→ **PROVIDED PASSAGE**
━━━

First, they called for a march on the state television building a few blocks north of their encampment in Tahrir Square. Then, while the army deployed to that sensitive communications hub, they moved into the lightly defended area around the parliament to the south.
The feint gave a taste of how a dozen young activists managed to outwit Egypt’s feared security forces to launch a historic uprising now in its 17th day—and hint at how the organizers hope to keep pressure on a regime that has dug in its heels.
On Jan. 25, the first day of protests, the organizers had a trick up their sleeves in the impoverished slum of Bulaq al-Dakrour, on Cairo’s western edge.
There amid the maze of muddy, narrow alleyways, a seemingly spontaneous protest caught security forces on their heels and swelled in size before those forces could react to crush it.
That protest was anything but spontaneous. How the organizers pulled it off, when so many past efforts had failed, has had people scratching their heads ever since.

━━━

→ **PROBLEM A**
In the passage on the Tahrir Square protests, why did the organizers call for a march on the state television building? Answer in one to three sentences.
→ **PROBLEM B**
Resume the passage on the Egyptian uprising, picking up after its last sentence.
The lines that come next have no connection to the text.

━━━

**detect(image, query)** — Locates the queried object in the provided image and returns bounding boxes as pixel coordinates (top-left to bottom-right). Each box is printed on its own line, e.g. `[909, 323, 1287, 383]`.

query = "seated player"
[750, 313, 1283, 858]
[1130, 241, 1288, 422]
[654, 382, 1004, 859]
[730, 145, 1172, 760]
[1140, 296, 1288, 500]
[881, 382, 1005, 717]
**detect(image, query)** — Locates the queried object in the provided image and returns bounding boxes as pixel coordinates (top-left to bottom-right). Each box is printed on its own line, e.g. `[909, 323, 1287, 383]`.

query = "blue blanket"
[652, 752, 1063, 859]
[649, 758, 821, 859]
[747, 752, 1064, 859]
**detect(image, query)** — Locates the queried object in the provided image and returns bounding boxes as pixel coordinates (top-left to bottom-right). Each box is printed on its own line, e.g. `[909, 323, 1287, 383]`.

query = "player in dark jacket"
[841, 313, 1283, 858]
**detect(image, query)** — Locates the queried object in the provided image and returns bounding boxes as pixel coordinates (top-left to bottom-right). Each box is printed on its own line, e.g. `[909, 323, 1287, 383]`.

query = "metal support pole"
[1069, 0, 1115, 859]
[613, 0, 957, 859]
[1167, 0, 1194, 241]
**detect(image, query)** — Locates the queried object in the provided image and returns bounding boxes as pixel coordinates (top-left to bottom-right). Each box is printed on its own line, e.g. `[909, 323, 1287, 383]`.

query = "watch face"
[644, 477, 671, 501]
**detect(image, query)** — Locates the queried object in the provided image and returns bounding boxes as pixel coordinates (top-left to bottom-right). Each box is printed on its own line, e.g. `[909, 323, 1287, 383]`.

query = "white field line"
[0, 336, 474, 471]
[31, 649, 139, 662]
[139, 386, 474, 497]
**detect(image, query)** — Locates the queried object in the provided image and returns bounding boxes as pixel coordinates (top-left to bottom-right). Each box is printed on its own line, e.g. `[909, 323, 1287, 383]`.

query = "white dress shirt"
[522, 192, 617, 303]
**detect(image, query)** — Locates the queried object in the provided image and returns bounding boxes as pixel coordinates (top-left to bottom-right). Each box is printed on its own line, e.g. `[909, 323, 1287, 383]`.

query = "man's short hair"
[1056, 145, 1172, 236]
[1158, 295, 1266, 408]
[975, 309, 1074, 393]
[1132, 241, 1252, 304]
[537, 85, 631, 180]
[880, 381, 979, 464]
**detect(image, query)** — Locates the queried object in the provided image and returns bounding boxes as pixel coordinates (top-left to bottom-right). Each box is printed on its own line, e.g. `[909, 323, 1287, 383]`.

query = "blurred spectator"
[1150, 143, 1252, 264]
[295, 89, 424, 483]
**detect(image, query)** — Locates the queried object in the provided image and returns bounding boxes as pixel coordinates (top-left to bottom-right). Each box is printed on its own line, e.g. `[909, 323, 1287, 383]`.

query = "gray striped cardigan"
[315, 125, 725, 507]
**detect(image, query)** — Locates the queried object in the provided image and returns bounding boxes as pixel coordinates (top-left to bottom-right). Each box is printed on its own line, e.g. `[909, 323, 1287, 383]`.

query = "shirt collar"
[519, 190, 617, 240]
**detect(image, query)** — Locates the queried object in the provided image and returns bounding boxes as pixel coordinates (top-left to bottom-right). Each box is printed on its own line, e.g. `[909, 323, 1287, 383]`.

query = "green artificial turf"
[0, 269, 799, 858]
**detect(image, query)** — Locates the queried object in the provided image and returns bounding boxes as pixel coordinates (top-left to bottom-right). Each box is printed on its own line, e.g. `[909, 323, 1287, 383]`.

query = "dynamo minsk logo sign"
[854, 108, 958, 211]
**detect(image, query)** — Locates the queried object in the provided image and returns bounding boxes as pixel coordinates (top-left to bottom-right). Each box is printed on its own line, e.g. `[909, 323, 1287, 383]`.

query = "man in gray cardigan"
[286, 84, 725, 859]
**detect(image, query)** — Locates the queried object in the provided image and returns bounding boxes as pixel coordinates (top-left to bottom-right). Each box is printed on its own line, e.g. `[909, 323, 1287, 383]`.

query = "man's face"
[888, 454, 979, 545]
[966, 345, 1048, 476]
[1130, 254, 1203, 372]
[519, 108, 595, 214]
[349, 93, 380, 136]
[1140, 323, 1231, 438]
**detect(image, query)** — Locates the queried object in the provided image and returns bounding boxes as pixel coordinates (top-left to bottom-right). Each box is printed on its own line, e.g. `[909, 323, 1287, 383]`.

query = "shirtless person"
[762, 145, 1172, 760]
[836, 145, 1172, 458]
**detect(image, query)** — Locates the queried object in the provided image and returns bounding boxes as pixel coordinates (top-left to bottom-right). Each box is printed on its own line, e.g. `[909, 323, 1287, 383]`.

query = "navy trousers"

━━━

→ **EXERCISE RESPONSE A**
The call was a feint. It drew the army to deploy to that sensitive communications hub, and this let the activists move into the lightly defended area around the parliament to the south.

→ **EXERCISE RESPONSE B**
After his release from detention on Sunday, Google Inc. executive Wael Ghonim recounted his meeting with Egyptian’s newly appointed interior minister. “No one understood how you did it,” Mr. Ghonim said the minister told him. He said his interrogators concluded there had to have been outside forces involved.

The plotters, who now form the leadership core of the Revolutionary Youth Movement, which has stepped to the fore as representatives of protestors in Tahrir Square, have shared their secret in recent days for the first time.
Their accounts reveal a core of savvy plotters who have managed to stay a step ahead of the security forces with decoy marches and smart politicking that has sustained popular support for their protests.